+++ Belge Bölümü

Etiket arşivi: Mütevekkil

Korona’ya Karşı Mütevekkilane Bakış

Tevekkül ile ilgili bazı Âyet-i Kerîmelerin meâlleri ise şöyledir;

«Onlar ki, (bir kısım) insanlar kendilerine: “Şübhesiz insanlar (düşmanlarınız), gerçekten size karşı toplandılar; işte onlardan korkun!” dediler de (bu) onların îmanlarını artırdı ve: “Allah bize yeter! Ve (O) ne güzel Vekîldir!” dediler.» (Hayrat Neşriyat Meâli, Kur’ân-ı Kerîm, Al-i İmran Sûresi, 173. Âyet-i Kerîme)

“Göklerde olanlar da, yerde bulunanlar da Allah’ındır. Artık vekîl olarak Allah yeter!” (Hayrat Neşriyat Meâli, Kur’ân-ı Kerîm, Nisa Sûresi, 132. Âyet-i Kerîme)

 “(Onlar) sadece Rablerine tevekkül ederek sabredenlerdir.“ (Diyanet Vakfı Meâli, Nahl Sûresi, 42. Âyet-i Kerîme)

 “Öyle ise Allah’a tevekkül et. Çünkü sen apaçık bir hak üzere bulunuyorsun.” (Diyanet İşleri Meâli Yeni, Neml Sûresi , 79. Âyet-i Kerîme)

Hakikî tevekkül etmek nedir ve nasıl olur peki?

Hakikî tevekkül, sebepler dairesinde tedbirini aldıktan sonra Allah’a tevekkül etmektir. Çünkü, tedbir alındığı halde tersi olabilir. Demek ki tevekkül lüzumsuz değil, gerekli bir iman kıvılcımının yansımasıdır. Mesela, sabah namazını kaçırmamak için saat kurmak akıllıca bir tedbirdir.

İnsanın kendine yüklenen bütün görevleri yaptıktan sonra işin sonucunu Allah`a bırakması, O`nun yaratacağı neticeyi güven ve rıza ile karşılayıp, insanlardan bir beklenti içerisinde olmaması. Kısaca Allah`a güvenip, akibetinden endişe etmemesi. “Tevekkül”, “vekalet” kökünden türemiş bir kelimedir. Aynı kökten olan “vekîl” kişinin kendi işini gördürmek üzere yetki verdiği insandır. Avukat da vekildir. “Müvekkil” vekil edinen, “tevkil” ise vekil kılma, vekil edinme demektir. Aynı kökten olan “ittikâl” biraz da tembellik içeren ve boşa gidebilecek bir güvenme ve dayanmayı anlatır. Tevekkülde kelimenin “kalıbı” gereği bir zorlama vardır. Bu da herhangi bir konuda aklı ve bedeni gücünü, yani metod ve eylem fonksiyonunu kullanmayı, dayanılıp itimat edilecek yere bunun sonucunda dayanmayı ifade eder. “Bir kere azmettin mi artık Allah`a tevekkül et” (bkz. Al-i İmran, 159) âyeti buna açıkça işaret eder.

++++++

[Çözülecek Problemler]
(A) Tevekkül konulu metinde adı geçen bütün sureleri, her birini yalnızca bir kez yazarak sıralayınız.
(B) Tevekkül konulu metni, son cümlesinin ardından aynı üslupla sürdürünüz.
Ardından gelen malzemenin tevekkül konulu metinle hiçbir ilgisi yoktur.

+++ Sağlanan Veriler

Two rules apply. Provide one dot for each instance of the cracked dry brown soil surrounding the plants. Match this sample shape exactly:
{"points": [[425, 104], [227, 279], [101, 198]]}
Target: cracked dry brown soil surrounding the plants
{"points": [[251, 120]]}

++++++

[Numaralı Cevaplar]
(A) Al-i İmran, Nisa, Nahl, Neml

(B)
Nitekim Resul-i Ekrem Aleyhissalâtü Vesselâm Efendimiz, devesini salıvererek Allah’a tevekkül ettiğini söyleyen bir bedeviye “Onu bağla da öyle tevekkül et.” buyurmuştur. (Tirmizî, Sıfatü’l-Kıyame, 60)

Bu olay şu şekilde de anlatılır;

Hazreti Enes radıyallahu anh anlatıyor: “Bir adam Resûlullah aleyhissalâtu vesselam’a gelerek: “Hayvanımı bağlayarak mı yoksa serbest bırakarak mı Allah’a tevekkül edeyim?” diye sormuştu. Ona: “Bağla ve tevekkül et!” buyurdu.”

Peki ‘Tevekkül nedir?’ diye akla bir soru gelebilir.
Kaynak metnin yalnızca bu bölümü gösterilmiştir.